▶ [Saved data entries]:
|---|

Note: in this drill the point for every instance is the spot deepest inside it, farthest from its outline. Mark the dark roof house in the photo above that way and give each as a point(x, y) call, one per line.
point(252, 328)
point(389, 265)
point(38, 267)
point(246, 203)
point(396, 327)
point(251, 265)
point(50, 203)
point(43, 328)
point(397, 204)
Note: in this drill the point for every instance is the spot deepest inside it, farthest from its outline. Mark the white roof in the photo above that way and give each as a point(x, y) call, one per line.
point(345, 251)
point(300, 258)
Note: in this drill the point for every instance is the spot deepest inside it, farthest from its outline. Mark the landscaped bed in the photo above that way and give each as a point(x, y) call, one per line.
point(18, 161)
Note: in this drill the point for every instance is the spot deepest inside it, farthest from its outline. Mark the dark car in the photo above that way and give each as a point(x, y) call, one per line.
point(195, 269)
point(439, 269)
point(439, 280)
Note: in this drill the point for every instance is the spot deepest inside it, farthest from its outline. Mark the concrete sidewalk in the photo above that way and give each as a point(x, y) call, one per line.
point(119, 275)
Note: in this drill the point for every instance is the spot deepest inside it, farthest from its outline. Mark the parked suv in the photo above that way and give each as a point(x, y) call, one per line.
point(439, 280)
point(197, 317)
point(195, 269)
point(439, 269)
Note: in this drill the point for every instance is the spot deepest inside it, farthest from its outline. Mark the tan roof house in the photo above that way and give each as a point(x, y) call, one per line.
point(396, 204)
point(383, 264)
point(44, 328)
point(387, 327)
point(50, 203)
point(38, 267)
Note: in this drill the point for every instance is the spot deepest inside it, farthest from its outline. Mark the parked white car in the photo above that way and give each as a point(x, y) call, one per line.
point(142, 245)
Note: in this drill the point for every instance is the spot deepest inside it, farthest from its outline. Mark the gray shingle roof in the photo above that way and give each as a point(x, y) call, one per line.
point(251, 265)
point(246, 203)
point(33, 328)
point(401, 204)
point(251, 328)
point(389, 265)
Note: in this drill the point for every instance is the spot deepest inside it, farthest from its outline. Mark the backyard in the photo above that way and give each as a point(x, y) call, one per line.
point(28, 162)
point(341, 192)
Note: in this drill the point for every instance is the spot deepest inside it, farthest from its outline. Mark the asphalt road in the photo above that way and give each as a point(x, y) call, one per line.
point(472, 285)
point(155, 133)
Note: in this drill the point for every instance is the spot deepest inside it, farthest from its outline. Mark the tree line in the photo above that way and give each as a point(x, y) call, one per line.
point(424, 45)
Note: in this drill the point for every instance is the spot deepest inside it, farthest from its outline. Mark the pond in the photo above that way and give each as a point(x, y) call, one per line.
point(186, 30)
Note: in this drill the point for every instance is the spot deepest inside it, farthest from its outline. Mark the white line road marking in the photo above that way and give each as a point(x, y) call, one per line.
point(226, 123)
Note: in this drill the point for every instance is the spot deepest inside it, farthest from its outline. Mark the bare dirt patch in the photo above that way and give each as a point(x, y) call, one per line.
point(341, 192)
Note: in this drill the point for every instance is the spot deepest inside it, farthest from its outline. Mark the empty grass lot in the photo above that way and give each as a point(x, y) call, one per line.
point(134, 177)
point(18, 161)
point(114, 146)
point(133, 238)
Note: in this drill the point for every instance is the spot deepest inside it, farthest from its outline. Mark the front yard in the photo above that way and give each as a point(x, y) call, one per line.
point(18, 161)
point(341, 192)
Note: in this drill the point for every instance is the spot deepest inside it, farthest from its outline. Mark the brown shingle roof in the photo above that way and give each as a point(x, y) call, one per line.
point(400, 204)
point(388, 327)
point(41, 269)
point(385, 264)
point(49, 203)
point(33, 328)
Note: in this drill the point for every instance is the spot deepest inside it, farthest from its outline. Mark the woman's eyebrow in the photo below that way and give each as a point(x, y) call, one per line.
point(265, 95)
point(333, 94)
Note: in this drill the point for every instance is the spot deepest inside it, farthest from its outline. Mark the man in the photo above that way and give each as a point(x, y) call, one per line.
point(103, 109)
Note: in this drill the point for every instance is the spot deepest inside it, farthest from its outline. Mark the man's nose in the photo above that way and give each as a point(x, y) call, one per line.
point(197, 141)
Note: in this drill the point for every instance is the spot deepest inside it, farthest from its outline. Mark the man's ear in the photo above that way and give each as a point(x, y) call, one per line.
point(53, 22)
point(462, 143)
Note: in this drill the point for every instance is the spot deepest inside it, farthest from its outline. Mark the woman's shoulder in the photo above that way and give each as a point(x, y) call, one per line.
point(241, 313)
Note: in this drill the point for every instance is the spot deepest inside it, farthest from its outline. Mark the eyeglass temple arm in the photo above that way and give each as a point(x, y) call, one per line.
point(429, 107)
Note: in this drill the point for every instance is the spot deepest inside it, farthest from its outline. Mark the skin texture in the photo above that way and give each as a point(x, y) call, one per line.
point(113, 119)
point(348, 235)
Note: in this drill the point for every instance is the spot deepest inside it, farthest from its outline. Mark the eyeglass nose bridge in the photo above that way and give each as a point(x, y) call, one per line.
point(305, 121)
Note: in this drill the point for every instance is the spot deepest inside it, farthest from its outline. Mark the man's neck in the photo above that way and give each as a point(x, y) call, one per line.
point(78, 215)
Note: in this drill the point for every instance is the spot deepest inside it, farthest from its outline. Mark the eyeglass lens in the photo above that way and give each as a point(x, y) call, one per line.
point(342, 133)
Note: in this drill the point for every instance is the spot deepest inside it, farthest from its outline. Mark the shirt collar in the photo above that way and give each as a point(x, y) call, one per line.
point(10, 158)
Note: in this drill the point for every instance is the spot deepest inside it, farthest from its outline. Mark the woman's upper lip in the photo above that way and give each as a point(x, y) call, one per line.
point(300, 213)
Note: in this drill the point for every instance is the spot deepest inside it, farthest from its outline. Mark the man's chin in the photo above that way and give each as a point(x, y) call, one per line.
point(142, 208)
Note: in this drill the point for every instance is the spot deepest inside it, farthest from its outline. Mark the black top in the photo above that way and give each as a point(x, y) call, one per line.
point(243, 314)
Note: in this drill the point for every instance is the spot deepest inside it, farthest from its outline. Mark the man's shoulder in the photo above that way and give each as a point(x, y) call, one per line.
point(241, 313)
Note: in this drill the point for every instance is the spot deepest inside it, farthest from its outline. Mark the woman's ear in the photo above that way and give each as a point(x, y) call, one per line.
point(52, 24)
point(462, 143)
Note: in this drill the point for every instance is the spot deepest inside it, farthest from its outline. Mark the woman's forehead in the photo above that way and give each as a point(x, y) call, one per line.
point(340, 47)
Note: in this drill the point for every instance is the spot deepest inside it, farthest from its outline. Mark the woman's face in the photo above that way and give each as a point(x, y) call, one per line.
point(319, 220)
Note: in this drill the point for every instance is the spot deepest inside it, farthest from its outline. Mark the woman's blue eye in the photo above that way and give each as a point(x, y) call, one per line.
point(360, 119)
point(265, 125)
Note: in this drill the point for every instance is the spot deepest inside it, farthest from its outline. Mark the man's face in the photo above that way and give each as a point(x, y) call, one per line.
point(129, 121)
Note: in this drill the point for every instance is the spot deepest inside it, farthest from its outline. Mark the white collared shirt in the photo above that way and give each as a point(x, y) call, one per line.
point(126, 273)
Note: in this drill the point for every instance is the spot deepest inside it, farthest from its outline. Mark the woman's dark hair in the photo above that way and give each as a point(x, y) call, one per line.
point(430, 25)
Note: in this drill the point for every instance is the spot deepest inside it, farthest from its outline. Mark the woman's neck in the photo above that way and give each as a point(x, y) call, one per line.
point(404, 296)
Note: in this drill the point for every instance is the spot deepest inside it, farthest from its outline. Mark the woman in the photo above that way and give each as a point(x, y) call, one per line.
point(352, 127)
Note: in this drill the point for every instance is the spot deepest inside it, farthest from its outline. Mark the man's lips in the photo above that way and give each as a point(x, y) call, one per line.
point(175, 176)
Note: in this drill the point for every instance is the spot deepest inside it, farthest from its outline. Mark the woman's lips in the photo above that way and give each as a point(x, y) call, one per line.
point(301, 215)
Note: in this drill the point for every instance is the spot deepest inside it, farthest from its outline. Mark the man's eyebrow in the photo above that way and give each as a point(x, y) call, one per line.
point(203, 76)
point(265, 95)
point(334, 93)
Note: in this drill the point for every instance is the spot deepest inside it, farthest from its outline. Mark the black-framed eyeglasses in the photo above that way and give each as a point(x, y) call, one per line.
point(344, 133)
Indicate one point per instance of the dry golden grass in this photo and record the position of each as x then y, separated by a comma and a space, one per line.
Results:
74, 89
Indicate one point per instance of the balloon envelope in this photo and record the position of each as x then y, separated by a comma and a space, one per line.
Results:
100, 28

|---|

Can you update the lines starting at the one containing "the woman's lips" and ending at the one containing "point(301, 215)", swapping "woman's lips" for "woman's mouth" and changing nothing else? Return only those lines.

▶ [Task output]:
Note: in this drill the point for every instance is the spot deepest inside it, farthest from its outline. Mark the woman's mouth in the photo above that way and give each as a point(x, y) call, one per line.
point(301, 215)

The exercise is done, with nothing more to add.